- _EXERCISE_: Copy out the requiem for Pat Nadurak below word for word, from the date line through the last sentence.

Thursday, April 10, 2008
Requiem for Pat Nadurak
I haven’t been in frequent touch with Pat for many years. We were in frequent contact in Vermont, when we lived a mile apart, and were delighted to find kindred spirits in the frozen north. We have communicated only by letter and phone in the 18 years since. Pat and Chris had moved on, too, but whenever we did talk on the phone, we spoke as if we still lived a mile apart, and would likely see each other the next day. Pat was that way. Immediate, open, friendly, and once she counted you as a friend, eternally faithful to that bond. Distances didn’t change that. Even time didn’t change that. We lived parallel lives, running in parallel paths, and checking with each other over the hedgerows as we ran, but checking only confirmed the fact that we were keeping up with each other, we were still there. We always just picked up where we left off, never missing a beat, as if we had just returned to Vermont from a couple of days out of town. I have a very few friends like that, who never fade away despite distance and time. Not enough, never enough. And now one has faded away. I am checking over my hedgerow, and Pat is not there. Still, as for the friendship, nothing has changed. She will ever be immediate, open, friendly, eternally faithful to our bond, and I am pleased and honored that she counted us as friends. I am sure that I could tell her of my latest travails, and she would provide the saucy, sardonic reflection that she always did, and I would feel better. I could tell her that the world is and emptier place without her, and she would have a saucy, wise answer for that. And she’d be right, too. We will miss her from a distance. We remember the wide, open face, the sidelong look, the arched eyebrow, the enormous welcoming smile, the “can do anything” approach to every problem, and the energy, the boundless, infectious energy. Farewell, old friend and dear. Don’t laugh at us too much while we grieve, and then try to move on.

- _SUPPLIED INFORMATION_:
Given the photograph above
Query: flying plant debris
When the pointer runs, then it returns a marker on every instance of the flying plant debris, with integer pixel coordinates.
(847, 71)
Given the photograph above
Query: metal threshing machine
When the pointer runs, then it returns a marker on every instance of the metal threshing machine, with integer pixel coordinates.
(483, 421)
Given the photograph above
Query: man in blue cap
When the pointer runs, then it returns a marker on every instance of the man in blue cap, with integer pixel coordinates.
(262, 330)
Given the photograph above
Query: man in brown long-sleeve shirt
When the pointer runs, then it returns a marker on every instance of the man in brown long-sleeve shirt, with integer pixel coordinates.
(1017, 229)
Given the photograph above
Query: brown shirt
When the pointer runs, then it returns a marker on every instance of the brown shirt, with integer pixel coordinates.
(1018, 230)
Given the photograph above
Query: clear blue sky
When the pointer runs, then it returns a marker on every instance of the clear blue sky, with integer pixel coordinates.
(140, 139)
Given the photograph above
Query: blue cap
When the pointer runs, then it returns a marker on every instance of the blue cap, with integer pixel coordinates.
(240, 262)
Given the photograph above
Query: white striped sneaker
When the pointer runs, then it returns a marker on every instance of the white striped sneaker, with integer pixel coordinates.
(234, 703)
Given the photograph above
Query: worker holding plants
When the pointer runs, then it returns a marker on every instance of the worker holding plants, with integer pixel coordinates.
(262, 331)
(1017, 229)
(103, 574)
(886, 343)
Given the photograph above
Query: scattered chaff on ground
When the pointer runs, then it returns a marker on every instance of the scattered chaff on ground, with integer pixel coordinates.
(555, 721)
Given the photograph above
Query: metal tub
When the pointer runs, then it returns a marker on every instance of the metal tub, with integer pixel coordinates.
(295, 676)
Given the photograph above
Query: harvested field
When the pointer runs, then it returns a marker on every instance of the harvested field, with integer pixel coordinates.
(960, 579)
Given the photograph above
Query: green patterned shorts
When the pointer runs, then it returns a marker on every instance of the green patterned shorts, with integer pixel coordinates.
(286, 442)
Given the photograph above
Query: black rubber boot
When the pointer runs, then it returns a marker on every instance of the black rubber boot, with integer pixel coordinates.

- _RESULT OF THIS EXERCISE_:
Thursday, April 10, 2008
Requiem for Pat Nadurak
I haven’t been in frequent touch with Pat for many years. We were in frequent contact in Vermont, when we lived a mile apart, and were delighted to find kindred spirits in the frozen north. We have communicated only by letter and phone in the 18 years since. Pat and Chris had moved on, too, but whenever we did talk on the phone, we spoke as if we still lived a mile apart, and would likely see each other the next day. Pat was that way. Immediate, open, friendly, and once she counted you as a friend, eternally faithful to that bond. Distances didn’t change that. Even time didn’t change that. We lived parallel lives, running in parallel paths, and checking with each other over the hedgerows as we ran, but checking only confirmed the fact that we were keeping up with each other, we were still there. We always just picked up where we left off, never missing a beat, as if we had just returned to Vermont from a couple of days out of town. I have a very few friends like that, who never fade away despite distance and time. Not enough, never enough. And now one has faded away. I am checking over my hedgerow, and Pat is not there. Still, as for the friendship, nothing has changed. She will ever be immediate, open, friendly, eternally faithful to our bond, and I am pleased and honored that she counted us as friends. I am sure that I could tell her of my latest travails, and she would provide the saucy, sardonic reflection that she always did, and I would feel better. I could tell her that the world is and emptier place without her, and she would have a saucy, wise answer for that. And she’d be right, too. We will miss her from a distance. We remember the wide, open face, the sidelong look, the arched eyebrow, the enormous welcoming smile, the “can do anything” approach to every problem, and the energy, the boundless, infectious energy. Farewell, old friend and dear. Don’t laugh at us too much while we grieve, and then try to move on.